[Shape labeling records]
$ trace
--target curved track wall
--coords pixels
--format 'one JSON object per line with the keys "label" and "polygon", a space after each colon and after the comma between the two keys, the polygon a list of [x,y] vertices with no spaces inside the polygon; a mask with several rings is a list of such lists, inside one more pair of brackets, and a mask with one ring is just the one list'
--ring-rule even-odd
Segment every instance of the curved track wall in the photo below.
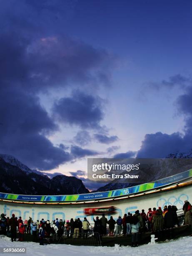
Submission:
{"label": "curved track wall", "polygon": [[[71,218],[84,217],[84,209],[87,207],[100,207],[115,206],[117,208],[117,212],[112,215],[115,219],[119,215],[123,216],[128,212],[135,213],[137,210],[145,209],[147,212],[150,207],[163,207],[165,205],[176,205],[178,209],[182,208],[185,200],[192,202],[192,185],[160,192],[158,193],[148,194],[139,197],[129,197],[121,199],[117,198],[110,201],[101,200],[100,202],[72,204],[67,205],[36,205],[17,203],[11,201],[0,201],[0,212],[4,212],[7,216],[11,216],[15,213],[19,217],[21,216],[23,219],[31,217],[34,220],[41,220],[42,218],[51,221],[58,219],[70,219]],[[111,214],[105,215],[107,218]],[[87,216],[87,219],[92,222],[93,215]],[[94,216],[95,217],[95,216]]]}

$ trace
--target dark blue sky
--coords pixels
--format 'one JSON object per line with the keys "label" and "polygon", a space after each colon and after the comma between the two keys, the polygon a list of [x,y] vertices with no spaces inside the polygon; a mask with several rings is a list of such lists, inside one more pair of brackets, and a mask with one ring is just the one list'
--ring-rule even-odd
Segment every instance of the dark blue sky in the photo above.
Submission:
{"label": "dark blue sky", "polygon": [[0,153],[93,188],[87,157],[191,148],[191,1],[0,3]]}

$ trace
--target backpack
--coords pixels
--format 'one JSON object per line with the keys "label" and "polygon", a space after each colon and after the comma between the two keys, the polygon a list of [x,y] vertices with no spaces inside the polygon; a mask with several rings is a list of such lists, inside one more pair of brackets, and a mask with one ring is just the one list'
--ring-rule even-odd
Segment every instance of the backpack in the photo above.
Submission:
{"label": "backpack", "polygon": [[117,224],[118,225],[121,225],[122,224],[122,219],[117,219]]}

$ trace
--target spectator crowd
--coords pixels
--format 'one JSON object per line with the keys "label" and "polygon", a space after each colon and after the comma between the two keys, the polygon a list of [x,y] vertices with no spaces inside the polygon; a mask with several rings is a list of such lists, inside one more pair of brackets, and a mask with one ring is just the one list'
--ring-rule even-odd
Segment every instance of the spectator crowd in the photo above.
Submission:
{"label": "spectator crowd", "polygon": [[[185,201],[182,210],[184,214],[184,225],[192,225],[192,207],[188,201]],[[179,226],[177,211],[177,207],[174,205],[165,205],[163,210],[161,207],[157,209],[154,207],[152,210],[149,208],[147,213],[144,210],[142,210],[141,212],[137,210],[134,215],[128,212],[124,215],[122,218],[119,216],[116,220],[112,216],[107,220],[105,215],[103,214],[100,218],[98,216],[96,219],[93,218],[92,230],[86,217],[82,221],[80,218],[75,218],[75,220],[72,218],[70,221],[67,220],[66,222],[65,220],[56,218],[50,223],[49,220],[45,220],[44,219],[35,221],[31,217],[28,220],[23,220],[21,217],[17,218],[14,213],[9,218],[2,213],[0,215],[0,226],[1,233],[10,236],[12,242],[16,241],[18,233],[19,241],[23,241],[24,234],[28,234],[32,236],[33,241],[38,241],[42,245],[50,243],[50,238],[53,242],[58,241],[63,236],[74,239],[86,239],[90,231],[97,236],[106,236],[108,225],[107,235],[109,236],[131,234],[132,246],[135,246],[138,245],[140,233],[161,231]]]}

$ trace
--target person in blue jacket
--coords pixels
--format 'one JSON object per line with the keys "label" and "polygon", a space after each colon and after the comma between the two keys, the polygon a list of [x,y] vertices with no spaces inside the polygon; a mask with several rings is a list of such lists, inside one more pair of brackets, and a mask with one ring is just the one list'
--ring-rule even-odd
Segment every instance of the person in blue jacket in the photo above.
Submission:
{"label": "person in blue jacket", "polygon": [[37,223],[35,221],[32,225],[32,234],[33,236],[33,242],[36,242],[37,241]]}
{"label": "person in blue jacket", "polygon": [[132,247],[138,246],[139,240],[139,228],[140,223],[137,217],[133,215],[132,218],[131,227]]}

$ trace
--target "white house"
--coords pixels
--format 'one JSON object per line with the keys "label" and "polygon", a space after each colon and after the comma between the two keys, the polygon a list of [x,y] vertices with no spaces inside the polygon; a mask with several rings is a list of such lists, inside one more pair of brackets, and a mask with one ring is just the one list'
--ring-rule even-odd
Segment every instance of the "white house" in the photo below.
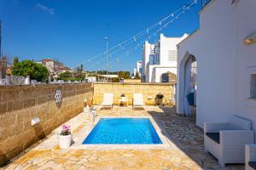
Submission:
{"label": "white house", "polygon": [[136,68],[133,69],[134,71],[134,76],[136,75],[136,73],[137,72],[139,74],[139,76],[142,76],[142,71],[143,71],[143,61],[137,61],[136,63]]}
{"label": "white house", "polygon": [[196,123],[233,115],[256,130],[256,1],[212,0],[200,12],[200,29],[177,45],[177,113],[189,114],[191,63],[197,63]]}
{"label": "white house", "polygon": [[43,65],[47,67],[47,70],[50,72],[53,73],[55,71],[55,61],[50,59],[44,59],[42,60],[40,62]]}
{"label": "white house", "polygon": [[166,37],[160,34],[160,40],[154,44],[145,42],[143,51],[142,81],[162,82],[162,75],[172,72],[177,75],[177,44],[186,38]]}

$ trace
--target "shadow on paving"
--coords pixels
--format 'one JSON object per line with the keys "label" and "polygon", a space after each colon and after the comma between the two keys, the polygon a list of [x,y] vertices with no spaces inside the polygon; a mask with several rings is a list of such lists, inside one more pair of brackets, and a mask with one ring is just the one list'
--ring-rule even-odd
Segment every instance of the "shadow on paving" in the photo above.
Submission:
{"label": "shadow on paving", "polygon": [[244,169],[243,164],[227,164],[225,167],[222,167],[217,159],[204,151],[203,129],[195,125],[195,110],[192,116],[186,117],[177,114],[176,108],[160,107],[160,109],[162,111],[148,112],[160,128],[164,128],[168,133],[166,137],[202,169]]}

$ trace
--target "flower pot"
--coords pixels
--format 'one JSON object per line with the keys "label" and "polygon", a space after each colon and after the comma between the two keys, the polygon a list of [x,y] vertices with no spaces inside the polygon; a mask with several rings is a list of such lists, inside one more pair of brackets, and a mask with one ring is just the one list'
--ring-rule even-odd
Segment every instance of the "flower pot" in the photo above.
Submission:
{"label": "flower pot", "polygon": [[71,145],[72,134],[69,135],[61,135],[58,134],[59,145],[61,149],[67,149]]}

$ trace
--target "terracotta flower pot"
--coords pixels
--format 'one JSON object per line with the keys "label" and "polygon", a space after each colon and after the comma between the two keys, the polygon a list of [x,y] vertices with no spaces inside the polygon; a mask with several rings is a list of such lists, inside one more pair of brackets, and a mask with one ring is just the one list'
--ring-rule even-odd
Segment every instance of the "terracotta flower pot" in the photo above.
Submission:
{"label": "terracotta flower pot", "polygon": [[71,145],[72,142],[72,134],[68,135],[61,135],[58,134],[58,139],[59,139],[59,146],[61,149],[67,149]]}

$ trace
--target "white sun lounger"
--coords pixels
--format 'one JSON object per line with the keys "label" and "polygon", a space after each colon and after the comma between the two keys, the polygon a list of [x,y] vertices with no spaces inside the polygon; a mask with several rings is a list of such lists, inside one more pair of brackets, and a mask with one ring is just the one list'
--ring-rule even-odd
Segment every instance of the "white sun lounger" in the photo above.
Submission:
{"label": "white sun lounger", "polygon": [[133,94],[133,100],[132,100],[133,108],[136,107],[143,107],[145,106],[143,101],[143,95],[142,94]]}
{"label": "white sun lounger", "polygon": [[113,108],[113,94],[105,93],[103,96],[103,102],[102,104],[102,107]]}

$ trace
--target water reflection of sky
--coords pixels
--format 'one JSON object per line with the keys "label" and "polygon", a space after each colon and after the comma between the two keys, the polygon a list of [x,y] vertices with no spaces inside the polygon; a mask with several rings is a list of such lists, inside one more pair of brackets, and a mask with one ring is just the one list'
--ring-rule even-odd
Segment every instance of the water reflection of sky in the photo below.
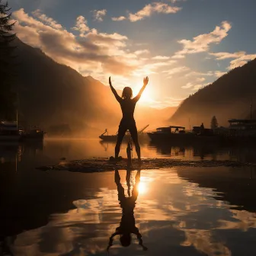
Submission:
{"label": "water reflection of sky", "polygon": [[[142,171],[134,217],[149,250],[142,251],[135,236],[123,248],[117,236],[110,255],[256,255],[255,213],[234,210],[221,194],[181,178],[182,171]],[[120,173],[127,193],[126,171]],[[53,214],[45,226],[17,235],[14,255],[107,255],[122,210],[114,173],[95,175],[106,182],[100,189],[85,186],[91,199],[78,199],[75,209]]]}

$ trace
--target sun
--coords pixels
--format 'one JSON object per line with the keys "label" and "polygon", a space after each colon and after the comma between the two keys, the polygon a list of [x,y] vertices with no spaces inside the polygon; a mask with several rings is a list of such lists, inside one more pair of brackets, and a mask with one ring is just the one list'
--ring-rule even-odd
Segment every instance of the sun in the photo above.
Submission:
{"label": "sun", "polygon": [[[133,90],[133,96],[136,96],[137,94],[139,92],[139,90],[142,88],[142,85],[141,84],[137,85]],[[146,87],[140,97],[139,102],[143,104],[149,104],[152,100],[152,88],[149,87]]]}

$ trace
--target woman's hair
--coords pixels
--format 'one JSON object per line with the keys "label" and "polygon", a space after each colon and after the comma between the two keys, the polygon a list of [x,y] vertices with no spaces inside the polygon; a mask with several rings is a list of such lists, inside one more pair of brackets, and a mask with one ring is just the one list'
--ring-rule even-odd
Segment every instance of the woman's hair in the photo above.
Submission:
{"label": "woman's hair", "polygon": [[123,90],[123,98],[131,98],[133,97],[133,90],[130,87],[125,87]]}

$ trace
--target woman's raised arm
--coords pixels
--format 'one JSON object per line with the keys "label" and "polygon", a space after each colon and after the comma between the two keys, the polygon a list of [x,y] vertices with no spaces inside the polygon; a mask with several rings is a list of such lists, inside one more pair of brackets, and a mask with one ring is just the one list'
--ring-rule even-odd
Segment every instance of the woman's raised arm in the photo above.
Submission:
{"label": "woman's raised arm", "polygon": [[114,97],[116,98],[117,101],[118,102],[120,102],[122,101],[122,98],[121,97],[120,97],[117,92],[117,91],[115,90],[115,88],[112,86],[112,82],[111,82],[111,78],[109,77],[109,79],[108,79],[108,82],[109,82],[109,85],[110,86],[110,88],[111,88],[111,91],[114,95]]}
{"label": "woman's raised arm", "polygon": [[140,97],[141,97],[143,91],[145,90],[146,86],[147,86],[148,83],[149,83],[149,77],[144,78],[144,79],[143,79],[143,86],[140,89],[138,95],[134,98],[134,101],[138,101],[139,100],[139,98],[140,98]]}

* SET TASK:
Pick out each line of the listing above that contains the string "person", and copy those lines.

* RESULT BELOW:
--target person in blue jacket
Segment every instance of the person in blue jacket in the photo above.
{"label": "person in blue jacket", "polygon": [[37,223],[35,221],[32,225],[32,234],[33,236],[33,242],[36,242],[37,241]]}
{"label": "person in blue jacket", "polygon": [[132,247],[138,246],[139,240],[139,228],[140,223],[137,217],[133,215],[132,218],[131,227]]}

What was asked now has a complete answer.